YOUR TASK: Go through the listing below and write out exactly the lines from the one that mentions "x=274, y=260" through the one that mentions "x=270, y=203", minus the pictures.

»»

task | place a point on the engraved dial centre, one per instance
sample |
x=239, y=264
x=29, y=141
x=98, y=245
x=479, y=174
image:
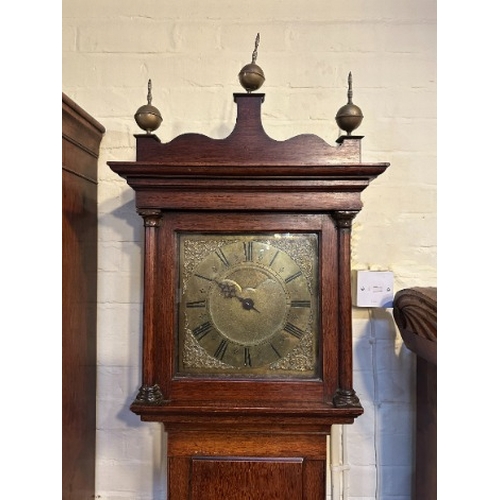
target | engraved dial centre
x=249, y=305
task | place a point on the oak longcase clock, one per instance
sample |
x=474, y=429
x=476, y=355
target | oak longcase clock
x=247, y=349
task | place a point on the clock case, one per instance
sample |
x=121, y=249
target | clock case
x=247, y=183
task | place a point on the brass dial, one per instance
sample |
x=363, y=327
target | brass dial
x=248, y=304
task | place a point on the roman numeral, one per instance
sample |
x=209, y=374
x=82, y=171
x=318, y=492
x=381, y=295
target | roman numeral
x=196, y=303
x=275, y=351
x=294, y=330
x=274, y=258
x=293, y=276
x=222, y=257
x=221, y=350
x=200, y=331
x=300, y=303
x=248, y=249
x=248, y=359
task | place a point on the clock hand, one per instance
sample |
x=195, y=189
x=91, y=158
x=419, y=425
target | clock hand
x=247, y=304
x=230, y=289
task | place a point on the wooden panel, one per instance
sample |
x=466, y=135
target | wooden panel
x=79, y=301
x=251, y=479
x=251, y=466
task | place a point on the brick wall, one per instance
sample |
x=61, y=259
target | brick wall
x=193, y=52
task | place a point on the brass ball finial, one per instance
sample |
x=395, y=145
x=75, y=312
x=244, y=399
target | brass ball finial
x=147, y=116
x=349, y=116
x=251, y=75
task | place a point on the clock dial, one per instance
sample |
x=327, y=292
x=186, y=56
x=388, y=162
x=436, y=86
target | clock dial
x=248, y=304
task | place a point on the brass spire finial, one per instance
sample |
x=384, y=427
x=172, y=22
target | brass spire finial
x=147, y=116
x=349, y=116
x=251, y=75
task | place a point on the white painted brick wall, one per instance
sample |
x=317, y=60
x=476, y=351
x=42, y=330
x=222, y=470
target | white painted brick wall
x=193, y=52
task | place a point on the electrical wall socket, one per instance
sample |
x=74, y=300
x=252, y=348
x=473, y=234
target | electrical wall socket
x=374, y=288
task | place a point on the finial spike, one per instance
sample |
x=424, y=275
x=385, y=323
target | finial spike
x=150, y=97
x=349, y=90
x=254, y=53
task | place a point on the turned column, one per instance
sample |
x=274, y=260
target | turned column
x=345, y=395
x=150, y=392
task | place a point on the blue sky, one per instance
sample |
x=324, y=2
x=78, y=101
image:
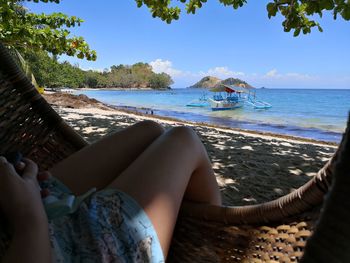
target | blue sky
x=217, y=41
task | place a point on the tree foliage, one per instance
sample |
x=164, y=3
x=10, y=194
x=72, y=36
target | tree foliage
x=23, y=30
x=50, y=73
x=298, y=14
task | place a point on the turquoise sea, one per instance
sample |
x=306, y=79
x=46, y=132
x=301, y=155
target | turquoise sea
x=311, y=113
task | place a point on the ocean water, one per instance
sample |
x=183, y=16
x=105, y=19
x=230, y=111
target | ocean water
x=310, y=113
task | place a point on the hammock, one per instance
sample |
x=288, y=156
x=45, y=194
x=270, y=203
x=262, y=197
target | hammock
x=276, y=231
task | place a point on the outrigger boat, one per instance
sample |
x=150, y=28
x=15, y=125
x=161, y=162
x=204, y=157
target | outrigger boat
x=201, y=102
x=234, y=97
x=231, y=101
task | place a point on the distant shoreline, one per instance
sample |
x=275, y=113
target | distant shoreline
x=82, y=101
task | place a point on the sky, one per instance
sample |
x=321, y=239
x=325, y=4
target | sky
x=217, y=41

««

TASK OUTPUT:
x=274, y=260
target | turned column
x=345, y=395
x=150, y=392
task | place a point on the blue sky, one per instance
sample |
x=324, y=2
x=78, y=101
image:
target | blue sky
x=217, y=41
task | place a point on the tree foliage, one per instance
sample |
x=164, y=3
x=10, y=194
x=72, y=36
target | tree foliage
x=23, y=30
x=50, y=73
x=298, y=14
task | place a point on the turquoise sea, one per instance
sample |
x=306, y=79
x=46, y=132
x=301, y=155
target | turquoise sea
x=311, y=113
task | place a point on the ocean water, one per instance
sample |
x=183, y=16
x=105, y=19
x=230, y=111
target | ocean water
x=310, y=113
task | place a point on the hammock, one per instance
sample |
x=288, y=156
x=45, y=194
x=270, y=203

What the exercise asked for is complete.